Instructions to follow: Transcribe the data exactly. Leave nothing out.

*** Supplied records Section Begins ***

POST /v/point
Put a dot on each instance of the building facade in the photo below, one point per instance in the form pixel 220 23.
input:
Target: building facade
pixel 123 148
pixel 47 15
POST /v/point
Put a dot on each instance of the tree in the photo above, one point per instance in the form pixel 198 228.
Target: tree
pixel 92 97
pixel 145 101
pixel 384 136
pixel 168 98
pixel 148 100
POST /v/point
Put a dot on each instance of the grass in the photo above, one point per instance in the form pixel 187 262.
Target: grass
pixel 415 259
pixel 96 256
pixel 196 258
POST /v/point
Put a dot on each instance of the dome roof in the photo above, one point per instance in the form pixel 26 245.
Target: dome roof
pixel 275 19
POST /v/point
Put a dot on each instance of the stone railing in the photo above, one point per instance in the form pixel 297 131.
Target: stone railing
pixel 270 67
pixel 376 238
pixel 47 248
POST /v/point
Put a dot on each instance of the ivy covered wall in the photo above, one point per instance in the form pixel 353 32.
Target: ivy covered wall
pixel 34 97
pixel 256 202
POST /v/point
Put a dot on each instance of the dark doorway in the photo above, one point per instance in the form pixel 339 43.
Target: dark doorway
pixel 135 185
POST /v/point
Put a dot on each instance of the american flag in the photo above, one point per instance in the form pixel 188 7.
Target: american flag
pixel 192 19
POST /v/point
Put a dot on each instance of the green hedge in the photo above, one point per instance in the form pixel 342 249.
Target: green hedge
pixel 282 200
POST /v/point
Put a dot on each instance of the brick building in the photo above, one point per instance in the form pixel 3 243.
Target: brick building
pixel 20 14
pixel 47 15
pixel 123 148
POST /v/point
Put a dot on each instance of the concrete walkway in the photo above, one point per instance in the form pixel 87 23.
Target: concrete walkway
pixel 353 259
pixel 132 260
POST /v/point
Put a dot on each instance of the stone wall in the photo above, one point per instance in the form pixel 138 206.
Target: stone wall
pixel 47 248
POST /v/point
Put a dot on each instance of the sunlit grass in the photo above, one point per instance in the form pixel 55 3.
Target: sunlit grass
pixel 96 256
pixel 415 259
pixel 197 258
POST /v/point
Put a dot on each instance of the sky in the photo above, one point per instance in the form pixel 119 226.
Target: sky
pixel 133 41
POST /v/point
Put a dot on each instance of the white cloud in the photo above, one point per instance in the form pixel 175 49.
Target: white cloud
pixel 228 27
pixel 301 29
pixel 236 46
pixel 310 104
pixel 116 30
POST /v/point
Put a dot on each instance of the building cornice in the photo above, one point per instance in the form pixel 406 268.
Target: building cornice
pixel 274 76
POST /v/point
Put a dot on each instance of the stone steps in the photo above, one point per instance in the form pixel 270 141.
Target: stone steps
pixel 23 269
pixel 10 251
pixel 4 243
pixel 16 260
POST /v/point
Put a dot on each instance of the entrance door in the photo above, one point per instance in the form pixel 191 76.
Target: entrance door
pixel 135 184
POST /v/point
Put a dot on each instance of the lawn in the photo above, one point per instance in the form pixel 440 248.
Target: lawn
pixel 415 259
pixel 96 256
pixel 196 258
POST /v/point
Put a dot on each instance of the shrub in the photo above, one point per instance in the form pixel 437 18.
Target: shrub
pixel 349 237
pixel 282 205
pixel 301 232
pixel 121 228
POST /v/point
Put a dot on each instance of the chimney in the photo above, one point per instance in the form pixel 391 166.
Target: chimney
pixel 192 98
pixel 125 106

*** Supplied records Section Ends ***

Exercise output:
POST /v/point
Put a dot on each instance of the building facade in the photo below, one point per instance in the form pixel 220 23.
input:
Target: building facade
pixel 123 148
pixel 47 15
POST /v/point
Put a dot on each instance of the tree in the photo above, one point per instance in the form pixel 198 228.
Target: tree
pixel 92 97
pixel 145 101
pixel 384 136
pixel 168 98
pixel 148 100
POST /v/point
Put a dot on each instance of the grass in the photo above, one point per instance in the form pixel 187 262.
Target: grass
pixel 415 259
pixel 96 256
pixel 196 258
POST /v/point
Put a dot on each instance of the dome roof in the photo above, one point per instance in the form pixel 26 245.
Target: dome roof
pixel 275 19
POST /v/point
Put a dot on each instance of the stone railing in the photo above, one point per instance in the form pixel 297 131.
Target: stone railing
pixel 270 67
pixel 376 238
pixel 47 248
POST /v/point
Put a dot on each instance of the ivy covered wall in the photo above, one point per instance in the form pixel 353 32.
Target: ivy covered wall
pixel 34 97
pixel 256 202
POST /v/point
Put a dot on each instance of the dark doorway in the photo above, one point per instance in the form pixel 339 43.
Target: dark doorway
pixel 135 185
POST /v/point
Put a dot on each instance of the american flag in the photo above, one point per instance in the form pixel 188 7.
Target: american flag
pixel 192 19
POST /v/point
Put a dot on each instance of the green hedge in the photo above, one point per instance in the form pixel 342 249.
Target: green hedge
pixel 282 200
POST /v/point
Put a dot on each instance of the brick building in the photo above, one point per instance in the form pixel 3 243.
Target: brick building
pixel 20 14
pixel 47 15
pixel 123 148
POST /v/point
Put a dot on each instance of the concrete walkway in the photo above, one point per instance in the form pixel 87 23.
Target: concrete walkway
pixel 353 259
pixel 132 260
POST /v/point
Put a dot on each instance of the stone wall in the photo above, one point per instance in the form pixel 138 206.
Target: stone wall
pixel 47 248
POST /v/point
Put a dot on each instance of the sunlit grass in the photo above, one point per instance in the form pixel 55 3.
Target: sunlit grass
pixel 96 256
pixel 415 259
pixel 197 258
POST /v/point
Put a dot on each instance of the sky in the photo above, one point per instance in the form pixel 119 226.
Target: sky
pixel 133 41
POST /v/point
Put a dot on each instance of the white cloud in the photo above, one point per instance in the form pixel 175 49.
Target: white cloud
pixel 228 27
pixel 301 29
pixel 236 46
pixel 310 104
pixel 116 30
POST /v/point
Put a dot on each instance of the building cornice in the photo above, one point per instance in the form pixel 406 268.
Target: building cornice
pixel 274 76
POST /v/point
Put a dot on each instance of the stone steps in the photo above, one point per instance in the form pixel 270 141.
Target: stone steps
pixel 23 269
pixel 10 251
pixel 4 243
pixel 16 260
POST /v/point
Put a dot on each instance of the entrance door in the photo above, one point per instance in the form pixel 191 76.
Target: entrance door
pixel 135 184
POST /v/point
Put a dot on each instance of the lawn in the photo above, one point per instance in the form pixel 440 248.
Target: lawn
pixel 415 259
pixel 96 256
pixel 196 258
POST /v/point
Put a dot on each instance of the shrub in the photo above, one point per instance in the form pixel 437 18.
Target: shrub
pixel 349 237
pixel 282 205
pixel 301 232
pixel 121 228
POST /v/point
Put a dot on each instance of the chimney in the photo above, one point per instance in the form pixel 391 166.
Target: chimney
pixel 192 98
pixel 125 106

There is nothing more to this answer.